### Given instruction
Gather every line from the entries below that contains the word "coat" and copy each one out.

Dataset excerpt
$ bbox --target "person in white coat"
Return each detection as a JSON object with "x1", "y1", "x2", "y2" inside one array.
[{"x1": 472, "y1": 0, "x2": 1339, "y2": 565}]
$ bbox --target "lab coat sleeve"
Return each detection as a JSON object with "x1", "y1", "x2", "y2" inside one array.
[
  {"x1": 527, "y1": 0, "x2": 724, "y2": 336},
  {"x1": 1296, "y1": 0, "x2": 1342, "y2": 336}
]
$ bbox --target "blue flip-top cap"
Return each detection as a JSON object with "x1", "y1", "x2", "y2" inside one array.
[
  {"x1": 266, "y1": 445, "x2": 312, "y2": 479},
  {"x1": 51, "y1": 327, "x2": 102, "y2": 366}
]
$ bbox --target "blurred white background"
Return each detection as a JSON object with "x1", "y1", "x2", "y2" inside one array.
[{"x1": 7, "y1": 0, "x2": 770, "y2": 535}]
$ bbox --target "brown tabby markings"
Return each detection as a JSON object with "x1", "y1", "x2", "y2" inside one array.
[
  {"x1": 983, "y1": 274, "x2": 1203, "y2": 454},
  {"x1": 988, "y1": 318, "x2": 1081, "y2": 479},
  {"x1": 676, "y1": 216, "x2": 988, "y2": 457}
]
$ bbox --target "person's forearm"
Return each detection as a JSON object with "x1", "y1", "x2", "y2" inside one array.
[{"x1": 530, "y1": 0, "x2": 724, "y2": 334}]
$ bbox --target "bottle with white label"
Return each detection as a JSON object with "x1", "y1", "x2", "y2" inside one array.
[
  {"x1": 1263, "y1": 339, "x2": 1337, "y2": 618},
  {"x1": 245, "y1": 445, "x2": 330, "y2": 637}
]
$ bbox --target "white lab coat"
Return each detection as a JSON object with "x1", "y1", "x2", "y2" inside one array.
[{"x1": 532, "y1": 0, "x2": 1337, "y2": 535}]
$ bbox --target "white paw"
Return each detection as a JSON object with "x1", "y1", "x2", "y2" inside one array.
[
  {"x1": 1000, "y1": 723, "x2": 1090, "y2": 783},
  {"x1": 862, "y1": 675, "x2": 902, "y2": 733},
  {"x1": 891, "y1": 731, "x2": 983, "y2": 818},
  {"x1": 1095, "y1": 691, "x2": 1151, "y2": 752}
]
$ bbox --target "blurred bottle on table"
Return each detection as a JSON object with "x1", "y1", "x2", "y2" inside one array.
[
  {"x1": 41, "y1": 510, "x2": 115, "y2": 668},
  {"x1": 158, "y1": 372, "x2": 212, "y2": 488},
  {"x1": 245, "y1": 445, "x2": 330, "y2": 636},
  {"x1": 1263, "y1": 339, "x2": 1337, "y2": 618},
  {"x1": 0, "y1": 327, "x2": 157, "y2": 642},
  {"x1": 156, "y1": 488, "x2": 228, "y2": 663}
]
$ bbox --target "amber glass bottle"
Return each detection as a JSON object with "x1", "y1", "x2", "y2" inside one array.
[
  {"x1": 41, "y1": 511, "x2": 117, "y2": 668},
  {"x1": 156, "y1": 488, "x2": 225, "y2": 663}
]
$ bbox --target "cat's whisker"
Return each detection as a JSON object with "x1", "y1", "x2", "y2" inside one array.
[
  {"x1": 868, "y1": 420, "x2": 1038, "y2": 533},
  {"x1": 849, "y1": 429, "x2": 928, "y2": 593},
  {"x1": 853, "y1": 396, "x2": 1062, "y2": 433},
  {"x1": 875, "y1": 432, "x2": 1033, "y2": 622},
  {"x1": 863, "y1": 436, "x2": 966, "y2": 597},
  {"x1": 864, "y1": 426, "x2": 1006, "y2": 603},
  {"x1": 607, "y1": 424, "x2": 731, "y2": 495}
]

### Finished exercise
$ bbox --target "person in white coat"
$ bbox --target "lab coat sleeve"
$ bbox --target "white lab coat"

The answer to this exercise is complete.